作業内容 =>
1 – 出典抜粋中の一文「易が示すのは、いわば象徴表現である。」を英語に訳してください。
2 – 出典抜粋によれば、爻辞は合計何通りあるとされていますか。
3 – 出典抜粋のうち、「2009-11-30 23:35:20 | 易(陰陽)・五行、讖緯(しんい)思想」で始まり「のであると本論は考えている。」まで続く部分を、一字も変えずに返してください。

出典抜粋 =>
-*-
2009-11-30 23:35:20 | 易(陰陽)・五行、讖緯(しんい)思想
「三爻の八卦同士を互いに組み合わせて六爻とすると、六十四種類のパターンができる。これが易の最終レベルである六十四卦である。占いもこの六十四種のパターンによって行なうが、占断の辞は六十四卦だけでなく各卦の個々の爻にも付されている。幹としての前者を卦辞(かじ)、枝葉としての後者を爻辞(こうじ)と呼ぶが、爻辞は六十四×六の合計三百八十四通りもあることになる。しかし、これだけ備わっていても現実の力はもっと多様多彩であって、三百八十四程度では占者の複雑多岐な現実にとても対応しきれない。それに、旅のことを占って旅(りょ)の卦が出るというふうに、常に占問のテーマに沿った卦が出るとは限らない。この隘路を開くのが「象(しょう)」という考え方である。つまり、易は占者に象=象徴としてしか答えを啓示しない。その象をいかに自己および現実に引きつけて読み解くか、そのとき占者の力量が問われるのである」。
(三浦國雄 気の中国文化 p322 創元社 1994年)
易が示すのは、いわば象徴表現である。その“象徴表現”をどう読み解くか。それは「浦島説話」が語る内容をどう読み解くか、という問いと通底するものであると本論は考えている。

浦島説話研究所

「陰陽説」
-*-
提供データ =>

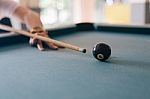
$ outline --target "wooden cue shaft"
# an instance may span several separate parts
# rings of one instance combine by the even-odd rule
-*-
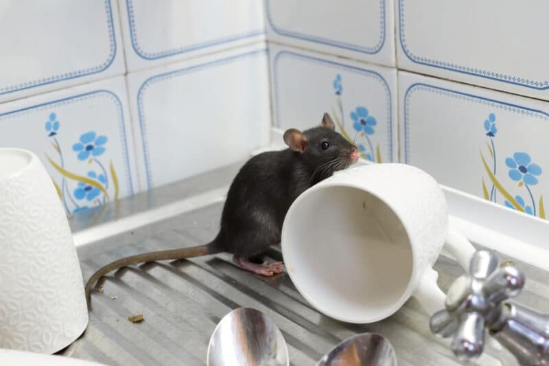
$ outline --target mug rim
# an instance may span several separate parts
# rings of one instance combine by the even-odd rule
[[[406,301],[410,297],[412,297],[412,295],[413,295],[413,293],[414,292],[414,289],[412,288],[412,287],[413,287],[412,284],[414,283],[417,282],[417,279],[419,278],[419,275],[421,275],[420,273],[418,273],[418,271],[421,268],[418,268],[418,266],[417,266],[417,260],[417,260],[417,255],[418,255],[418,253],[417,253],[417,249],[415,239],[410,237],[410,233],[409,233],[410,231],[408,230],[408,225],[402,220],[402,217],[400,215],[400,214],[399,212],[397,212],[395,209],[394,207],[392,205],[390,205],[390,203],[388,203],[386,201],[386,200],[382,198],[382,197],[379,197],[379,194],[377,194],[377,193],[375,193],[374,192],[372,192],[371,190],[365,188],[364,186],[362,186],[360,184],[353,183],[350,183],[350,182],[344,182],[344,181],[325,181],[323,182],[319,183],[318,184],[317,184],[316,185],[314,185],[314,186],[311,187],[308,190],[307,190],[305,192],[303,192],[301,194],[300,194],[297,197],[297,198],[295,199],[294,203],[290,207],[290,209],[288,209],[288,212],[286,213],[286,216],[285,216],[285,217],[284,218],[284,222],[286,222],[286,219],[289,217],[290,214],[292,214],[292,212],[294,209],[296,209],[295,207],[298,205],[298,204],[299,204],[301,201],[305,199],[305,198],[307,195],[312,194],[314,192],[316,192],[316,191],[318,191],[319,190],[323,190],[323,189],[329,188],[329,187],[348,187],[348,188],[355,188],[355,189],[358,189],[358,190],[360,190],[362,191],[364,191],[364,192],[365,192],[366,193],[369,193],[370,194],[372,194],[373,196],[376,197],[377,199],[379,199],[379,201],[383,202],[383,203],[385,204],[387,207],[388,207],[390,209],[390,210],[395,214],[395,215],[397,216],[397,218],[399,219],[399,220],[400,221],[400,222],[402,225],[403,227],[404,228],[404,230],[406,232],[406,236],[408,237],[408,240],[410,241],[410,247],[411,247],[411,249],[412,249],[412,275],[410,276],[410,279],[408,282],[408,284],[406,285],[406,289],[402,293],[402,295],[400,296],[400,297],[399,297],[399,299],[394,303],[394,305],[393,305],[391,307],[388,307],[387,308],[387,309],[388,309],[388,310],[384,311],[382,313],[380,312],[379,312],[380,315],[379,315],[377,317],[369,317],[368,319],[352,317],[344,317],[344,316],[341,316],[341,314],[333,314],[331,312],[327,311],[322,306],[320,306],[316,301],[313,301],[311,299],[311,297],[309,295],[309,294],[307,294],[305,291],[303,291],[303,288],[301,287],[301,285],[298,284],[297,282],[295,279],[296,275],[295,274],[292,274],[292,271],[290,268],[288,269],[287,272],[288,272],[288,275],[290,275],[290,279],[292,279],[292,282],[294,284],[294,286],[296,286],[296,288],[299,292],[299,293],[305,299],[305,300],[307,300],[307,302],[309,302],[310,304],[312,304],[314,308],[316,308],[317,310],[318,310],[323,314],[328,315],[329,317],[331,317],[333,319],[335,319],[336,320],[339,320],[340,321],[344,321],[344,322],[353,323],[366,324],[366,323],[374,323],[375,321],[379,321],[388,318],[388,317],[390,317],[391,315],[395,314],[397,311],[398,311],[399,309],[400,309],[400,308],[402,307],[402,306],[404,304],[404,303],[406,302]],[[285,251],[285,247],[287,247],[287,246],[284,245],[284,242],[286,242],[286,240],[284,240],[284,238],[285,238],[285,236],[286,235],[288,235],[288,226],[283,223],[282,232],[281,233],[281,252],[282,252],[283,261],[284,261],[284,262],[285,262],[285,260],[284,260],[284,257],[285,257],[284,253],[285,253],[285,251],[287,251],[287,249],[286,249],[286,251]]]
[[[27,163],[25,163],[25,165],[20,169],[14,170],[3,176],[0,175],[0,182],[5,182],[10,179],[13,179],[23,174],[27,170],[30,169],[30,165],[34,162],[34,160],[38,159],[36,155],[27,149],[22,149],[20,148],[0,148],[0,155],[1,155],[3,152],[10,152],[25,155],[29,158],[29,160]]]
-*-
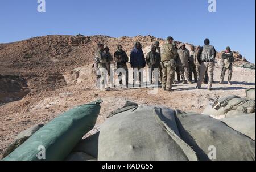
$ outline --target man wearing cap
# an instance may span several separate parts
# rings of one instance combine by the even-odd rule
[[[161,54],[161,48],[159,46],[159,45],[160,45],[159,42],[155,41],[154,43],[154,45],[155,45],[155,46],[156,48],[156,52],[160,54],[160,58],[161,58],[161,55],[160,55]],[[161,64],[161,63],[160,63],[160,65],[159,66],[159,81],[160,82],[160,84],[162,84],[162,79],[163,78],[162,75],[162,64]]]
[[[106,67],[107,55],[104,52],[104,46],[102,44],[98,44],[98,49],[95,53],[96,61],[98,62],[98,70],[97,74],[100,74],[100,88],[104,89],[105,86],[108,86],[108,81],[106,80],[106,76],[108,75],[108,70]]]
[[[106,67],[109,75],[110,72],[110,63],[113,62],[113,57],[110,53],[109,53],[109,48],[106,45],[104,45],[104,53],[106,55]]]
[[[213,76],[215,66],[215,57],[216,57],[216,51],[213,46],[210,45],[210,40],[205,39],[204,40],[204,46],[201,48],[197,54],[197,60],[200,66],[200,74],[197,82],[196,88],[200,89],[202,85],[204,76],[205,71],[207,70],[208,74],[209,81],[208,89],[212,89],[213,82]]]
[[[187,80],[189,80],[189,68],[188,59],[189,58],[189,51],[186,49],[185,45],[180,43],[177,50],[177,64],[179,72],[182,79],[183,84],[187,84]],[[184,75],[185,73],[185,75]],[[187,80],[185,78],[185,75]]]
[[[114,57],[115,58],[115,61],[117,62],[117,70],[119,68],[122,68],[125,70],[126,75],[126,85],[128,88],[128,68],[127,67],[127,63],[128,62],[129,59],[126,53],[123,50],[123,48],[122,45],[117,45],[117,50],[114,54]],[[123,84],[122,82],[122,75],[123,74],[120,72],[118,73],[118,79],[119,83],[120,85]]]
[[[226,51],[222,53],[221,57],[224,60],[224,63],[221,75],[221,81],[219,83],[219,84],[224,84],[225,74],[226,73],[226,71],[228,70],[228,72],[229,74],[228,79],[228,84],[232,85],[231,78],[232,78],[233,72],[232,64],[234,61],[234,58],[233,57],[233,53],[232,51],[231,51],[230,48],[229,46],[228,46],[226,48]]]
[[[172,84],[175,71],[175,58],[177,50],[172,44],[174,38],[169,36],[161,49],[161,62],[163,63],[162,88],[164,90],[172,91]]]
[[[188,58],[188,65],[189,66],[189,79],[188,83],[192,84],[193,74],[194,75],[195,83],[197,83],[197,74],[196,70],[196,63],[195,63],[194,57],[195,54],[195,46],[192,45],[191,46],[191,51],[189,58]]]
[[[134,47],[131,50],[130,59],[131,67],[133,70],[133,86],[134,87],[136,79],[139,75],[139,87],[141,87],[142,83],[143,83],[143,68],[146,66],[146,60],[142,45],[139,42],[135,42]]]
-*-
想定解答 =>
1 – What the Book of Changes presents is, so to speak, symbolic expression.

2 – 六十四×六の合計三百八十四通りです。

3 –
2009-11-30 23:35:20 | 易(陰陽)・五行、讖緯(しんい)思想
「三爻の八卦同士を互いに組み合わせて六爻とすると、六十四種類のパターンができる。これが易の最終レベルである六十四卦である。占いもこの六十四種のパターンによって行なうが、占断の辞は六十四卦だけでなく各卦の個々の爻にも付されている。幹としての前者を卦辞(かじ)、枝葉としての後者を爻辞(こうじ)と呼ぶが、爻辞は六十四×六の合計三百八十四通りもあることになる。しかし、これだけ備わっていても現実の力はもっと多様多彩であって、三百八十四程度では占者の複雑多岐な現実にとても対応しきれない。それに、旅のことを占って旅(りょ)の卦が出るというふうに、常に占問のテーマに沿った卦が出るとは限らない。この隘路を開くのが「象(しょう)」という考え方である。つまり、易は占者に象=象徴としてしか答えを啓示しない。その象をいかに自己および現実に引きつけて読み解くか、そのとき占者の力量が問われるのである」。
(三浦國雄 気の中国文化 p322 創元社 1994年)
易が示すのは、いわば象徴表現である。その“象徴表現”をどう読み解くか。それは「浦島説話」が語る内容をどう読み解くか、という問いと通底するものであると本論は考えている。